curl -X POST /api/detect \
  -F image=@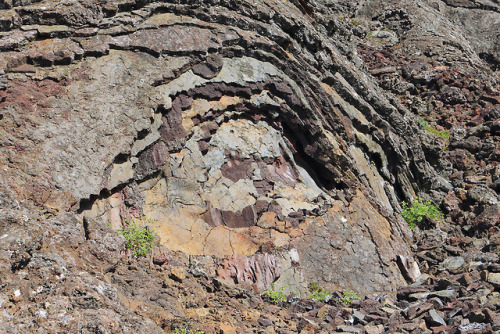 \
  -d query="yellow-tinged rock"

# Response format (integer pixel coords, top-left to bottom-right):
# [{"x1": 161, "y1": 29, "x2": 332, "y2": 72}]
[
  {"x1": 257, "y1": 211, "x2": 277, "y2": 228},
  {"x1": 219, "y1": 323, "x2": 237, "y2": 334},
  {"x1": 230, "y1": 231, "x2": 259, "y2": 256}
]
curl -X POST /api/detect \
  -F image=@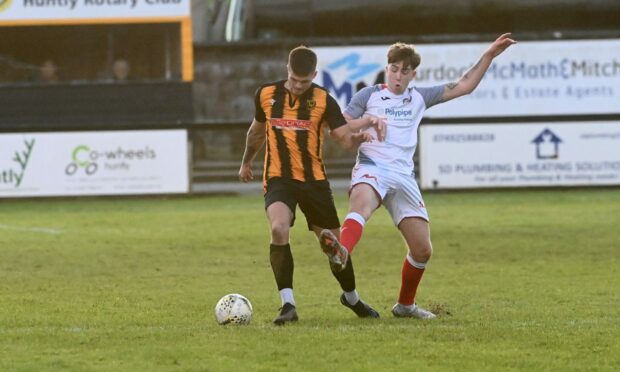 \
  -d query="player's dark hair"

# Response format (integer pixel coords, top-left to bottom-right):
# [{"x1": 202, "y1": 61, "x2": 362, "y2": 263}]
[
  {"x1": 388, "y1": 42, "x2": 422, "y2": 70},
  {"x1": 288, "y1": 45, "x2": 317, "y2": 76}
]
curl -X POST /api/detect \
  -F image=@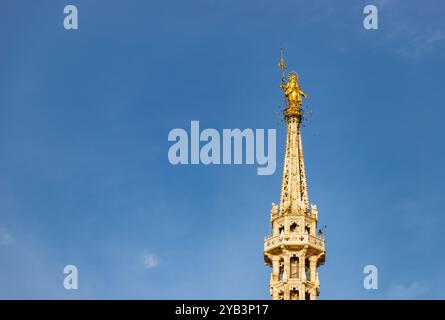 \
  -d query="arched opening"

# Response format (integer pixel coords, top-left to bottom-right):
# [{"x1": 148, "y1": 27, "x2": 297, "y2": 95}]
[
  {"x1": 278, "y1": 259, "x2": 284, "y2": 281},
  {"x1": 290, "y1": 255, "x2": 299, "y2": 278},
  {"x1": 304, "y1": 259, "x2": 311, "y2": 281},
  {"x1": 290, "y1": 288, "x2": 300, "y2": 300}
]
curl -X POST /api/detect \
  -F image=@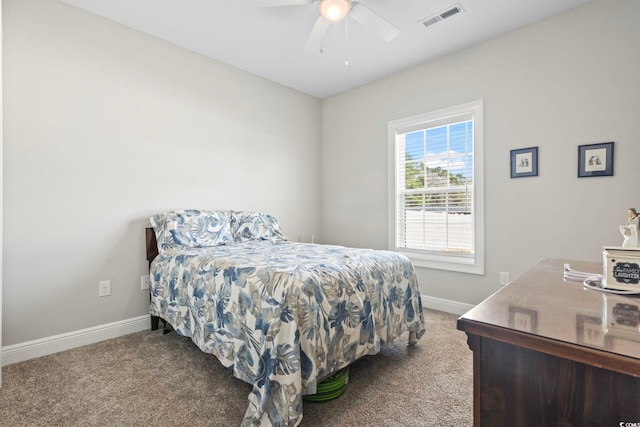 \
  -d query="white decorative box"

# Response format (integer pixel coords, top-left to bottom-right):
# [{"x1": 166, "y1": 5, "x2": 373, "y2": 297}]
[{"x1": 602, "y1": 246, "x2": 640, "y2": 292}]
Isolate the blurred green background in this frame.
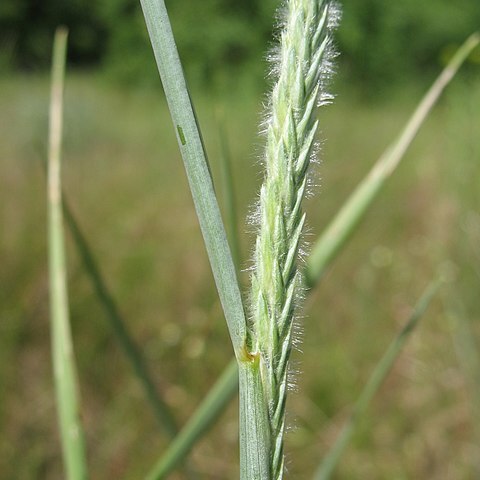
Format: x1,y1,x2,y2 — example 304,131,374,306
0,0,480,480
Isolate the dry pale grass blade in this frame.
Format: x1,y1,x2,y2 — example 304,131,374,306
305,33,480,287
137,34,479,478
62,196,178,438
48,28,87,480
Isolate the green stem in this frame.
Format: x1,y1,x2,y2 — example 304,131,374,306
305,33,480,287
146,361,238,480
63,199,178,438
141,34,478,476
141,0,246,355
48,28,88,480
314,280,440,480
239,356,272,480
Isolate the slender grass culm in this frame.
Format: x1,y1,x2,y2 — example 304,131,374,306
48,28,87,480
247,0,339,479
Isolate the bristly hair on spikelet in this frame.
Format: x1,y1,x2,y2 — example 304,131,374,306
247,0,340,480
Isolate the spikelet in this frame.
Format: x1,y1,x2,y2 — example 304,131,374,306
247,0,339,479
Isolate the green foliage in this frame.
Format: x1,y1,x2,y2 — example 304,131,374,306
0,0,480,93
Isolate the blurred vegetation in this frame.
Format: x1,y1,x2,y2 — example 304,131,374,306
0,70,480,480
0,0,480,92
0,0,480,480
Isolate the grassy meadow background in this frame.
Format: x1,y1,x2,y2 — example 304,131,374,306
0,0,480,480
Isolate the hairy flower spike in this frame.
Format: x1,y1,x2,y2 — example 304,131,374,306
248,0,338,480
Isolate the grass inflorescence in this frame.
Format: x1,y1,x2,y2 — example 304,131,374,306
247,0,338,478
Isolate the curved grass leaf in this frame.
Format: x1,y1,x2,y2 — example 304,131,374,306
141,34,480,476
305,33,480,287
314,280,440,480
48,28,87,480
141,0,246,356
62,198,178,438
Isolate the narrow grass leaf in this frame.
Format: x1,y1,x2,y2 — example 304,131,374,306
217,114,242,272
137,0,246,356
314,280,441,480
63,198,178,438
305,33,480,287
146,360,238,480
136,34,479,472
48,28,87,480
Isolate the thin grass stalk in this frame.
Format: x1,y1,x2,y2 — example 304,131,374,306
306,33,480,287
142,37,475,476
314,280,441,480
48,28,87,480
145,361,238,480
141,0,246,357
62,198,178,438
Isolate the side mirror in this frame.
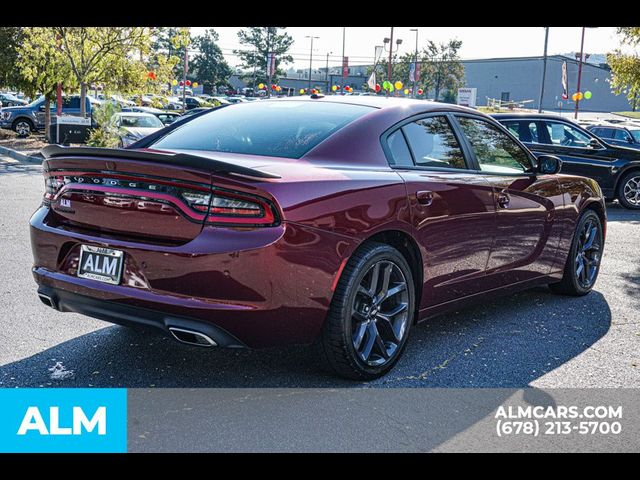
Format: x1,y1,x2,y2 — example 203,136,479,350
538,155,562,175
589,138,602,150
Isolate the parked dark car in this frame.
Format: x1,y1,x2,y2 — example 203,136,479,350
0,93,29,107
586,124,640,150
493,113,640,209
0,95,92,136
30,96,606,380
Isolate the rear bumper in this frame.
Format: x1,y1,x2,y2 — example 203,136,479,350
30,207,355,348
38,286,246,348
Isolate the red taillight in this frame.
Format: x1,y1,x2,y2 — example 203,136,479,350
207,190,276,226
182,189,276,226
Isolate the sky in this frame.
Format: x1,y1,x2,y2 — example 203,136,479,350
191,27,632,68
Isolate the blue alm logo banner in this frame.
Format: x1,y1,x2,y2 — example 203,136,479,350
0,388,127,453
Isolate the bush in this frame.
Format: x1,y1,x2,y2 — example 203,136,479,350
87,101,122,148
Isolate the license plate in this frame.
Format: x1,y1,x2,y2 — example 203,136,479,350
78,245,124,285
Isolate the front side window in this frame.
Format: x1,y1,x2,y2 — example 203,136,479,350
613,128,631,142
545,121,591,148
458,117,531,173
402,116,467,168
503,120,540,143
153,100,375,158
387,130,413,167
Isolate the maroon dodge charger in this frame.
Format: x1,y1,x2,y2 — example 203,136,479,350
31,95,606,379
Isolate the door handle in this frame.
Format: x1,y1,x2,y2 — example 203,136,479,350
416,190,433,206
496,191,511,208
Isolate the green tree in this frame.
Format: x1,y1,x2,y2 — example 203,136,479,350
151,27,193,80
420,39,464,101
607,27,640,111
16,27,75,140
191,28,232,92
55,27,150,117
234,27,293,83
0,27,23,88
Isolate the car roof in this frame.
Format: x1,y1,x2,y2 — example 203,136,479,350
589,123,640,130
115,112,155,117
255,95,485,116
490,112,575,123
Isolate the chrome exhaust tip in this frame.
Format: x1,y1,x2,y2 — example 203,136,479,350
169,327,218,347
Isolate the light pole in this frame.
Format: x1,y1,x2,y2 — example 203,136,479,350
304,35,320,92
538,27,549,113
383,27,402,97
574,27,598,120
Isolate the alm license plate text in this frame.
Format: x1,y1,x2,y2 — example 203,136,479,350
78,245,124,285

________________________________________

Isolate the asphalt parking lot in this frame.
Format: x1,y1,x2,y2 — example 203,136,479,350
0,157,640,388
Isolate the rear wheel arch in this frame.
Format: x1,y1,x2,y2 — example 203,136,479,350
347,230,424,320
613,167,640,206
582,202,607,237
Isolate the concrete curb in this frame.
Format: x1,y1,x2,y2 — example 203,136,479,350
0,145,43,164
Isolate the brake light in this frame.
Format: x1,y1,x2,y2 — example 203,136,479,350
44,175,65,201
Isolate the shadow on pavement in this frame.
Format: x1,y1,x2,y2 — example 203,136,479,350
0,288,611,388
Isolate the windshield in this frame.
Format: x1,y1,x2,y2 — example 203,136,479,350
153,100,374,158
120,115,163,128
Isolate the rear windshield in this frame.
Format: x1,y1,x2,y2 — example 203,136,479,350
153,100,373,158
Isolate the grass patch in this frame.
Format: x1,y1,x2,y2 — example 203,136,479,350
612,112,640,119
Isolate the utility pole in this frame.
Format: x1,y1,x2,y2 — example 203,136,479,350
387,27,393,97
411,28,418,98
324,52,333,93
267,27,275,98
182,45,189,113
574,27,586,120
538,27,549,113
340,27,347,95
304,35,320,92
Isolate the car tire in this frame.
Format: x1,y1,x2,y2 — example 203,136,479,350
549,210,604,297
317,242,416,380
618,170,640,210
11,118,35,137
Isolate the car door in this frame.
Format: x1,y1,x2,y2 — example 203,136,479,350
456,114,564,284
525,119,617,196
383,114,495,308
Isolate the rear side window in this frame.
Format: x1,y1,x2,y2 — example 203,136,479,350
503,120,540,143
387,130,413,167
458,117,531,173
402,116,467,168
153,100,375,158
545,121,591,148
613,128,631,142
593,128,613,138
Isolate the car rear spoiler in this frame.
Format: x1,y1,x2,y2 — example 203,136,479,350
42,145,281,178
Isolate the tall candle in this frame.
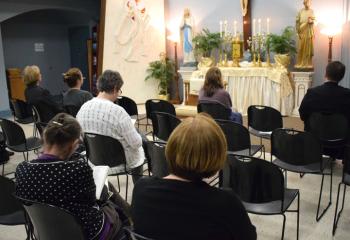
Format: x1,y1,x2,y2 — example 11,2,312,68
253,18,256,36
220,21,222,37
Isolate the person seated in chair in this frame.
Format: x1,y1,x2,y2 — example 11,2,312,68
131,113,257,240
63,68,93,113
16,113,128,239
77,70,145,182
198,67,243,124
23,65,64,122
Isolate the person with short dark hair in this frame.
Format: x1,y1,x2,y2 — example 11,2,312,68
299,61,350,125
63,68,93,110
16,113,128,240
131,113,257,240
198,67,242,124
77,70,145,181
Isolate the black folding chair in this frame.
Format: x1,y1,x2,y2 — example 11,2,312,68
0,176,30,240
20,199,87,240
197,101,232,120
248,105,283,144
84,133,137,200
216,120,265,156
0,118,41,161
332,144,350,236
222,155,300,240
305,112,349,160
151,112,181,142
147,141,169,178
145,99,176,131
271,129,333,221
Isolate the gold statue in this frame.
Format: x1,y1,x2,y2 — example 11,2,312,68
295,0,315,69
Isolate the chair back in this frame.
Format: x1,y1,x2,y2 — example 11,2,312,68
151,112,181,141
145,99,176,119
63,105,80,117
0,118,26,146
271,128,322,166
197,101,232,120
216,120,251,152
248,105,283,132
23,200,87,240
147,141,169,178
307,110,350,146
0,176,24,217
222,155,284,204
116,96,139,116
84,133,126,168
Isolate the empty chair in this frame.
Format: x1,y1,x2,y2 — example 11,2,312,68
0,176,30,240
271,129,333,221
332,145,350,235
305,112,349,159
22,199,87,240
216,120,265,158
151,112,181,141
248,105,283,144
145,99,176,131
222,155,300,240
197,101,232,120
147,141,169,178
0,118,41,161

________________________________________

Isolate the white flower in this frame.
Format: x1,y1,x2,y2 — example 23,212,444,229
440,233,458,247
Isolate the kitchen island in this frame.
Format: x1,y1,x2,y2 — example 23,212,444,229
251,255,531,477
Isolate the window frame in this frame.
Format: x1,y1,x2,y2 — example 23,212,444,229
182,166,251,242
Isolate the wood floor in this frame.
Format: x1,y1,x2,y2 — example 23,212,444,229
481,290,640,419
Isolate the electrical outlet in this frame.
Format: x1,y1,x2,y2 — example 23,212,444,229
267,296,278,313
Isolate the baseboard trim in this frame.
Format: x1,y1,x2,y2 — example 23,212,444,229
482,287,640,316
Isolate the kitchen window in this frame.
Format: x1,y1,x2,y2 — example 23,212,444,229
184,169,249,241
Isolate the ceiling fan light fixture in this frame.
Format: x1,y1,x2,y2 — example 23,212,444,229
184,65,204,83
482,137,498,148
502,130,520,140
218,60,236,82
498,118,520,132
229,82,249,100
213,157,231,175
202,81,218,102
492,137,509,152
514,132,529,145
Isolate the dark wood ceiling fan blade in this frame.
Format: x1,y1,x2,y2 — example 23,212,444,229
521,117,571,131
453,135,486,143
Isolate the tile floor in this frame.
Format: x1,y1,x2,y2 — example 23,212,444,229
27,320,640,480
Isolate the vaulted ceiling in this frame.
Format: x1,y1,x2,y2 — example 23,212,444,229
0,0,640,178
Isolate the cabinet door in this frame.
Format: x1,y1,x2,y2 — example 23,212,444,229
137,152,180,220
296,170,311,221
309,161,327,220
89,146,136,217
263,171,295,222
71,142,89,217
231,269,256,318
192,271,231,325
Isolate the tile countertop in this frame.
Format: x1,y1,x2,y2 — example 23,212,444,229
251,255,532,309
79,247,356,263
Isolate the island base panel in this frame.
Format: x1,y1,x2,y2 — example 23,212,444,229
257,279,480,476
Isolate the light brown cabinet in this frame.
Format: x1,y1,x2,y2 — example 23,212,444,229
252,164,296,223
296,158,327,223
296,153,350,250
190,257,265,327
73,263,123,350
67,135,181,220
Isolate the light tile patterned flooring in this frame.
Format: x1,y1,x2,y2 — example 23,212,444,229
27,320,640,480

________________________________________

(Aim):
Start at the line that has "Isolate the tall candle in this frame." and stop after the line that has "23,65,64,122", and give those lines again with "seated" swapped for "sitting" and everything else unchanged. Leave the pictures out of the answer.

(Expected answer):
Isolate the tall candle in this frame.
Format: x1,y1,x2,y2 — example 11,2,312,68
253,18,256,36
220,21,222,37
Isolate the person sitting in chair in this frame.
Format: x1,y1,x2,y2 — example 11,2,312,68
131,113,257,240
63,68,93,113
16,113,128,239
77,70,145,182
198,67,243,124
23,65,64,122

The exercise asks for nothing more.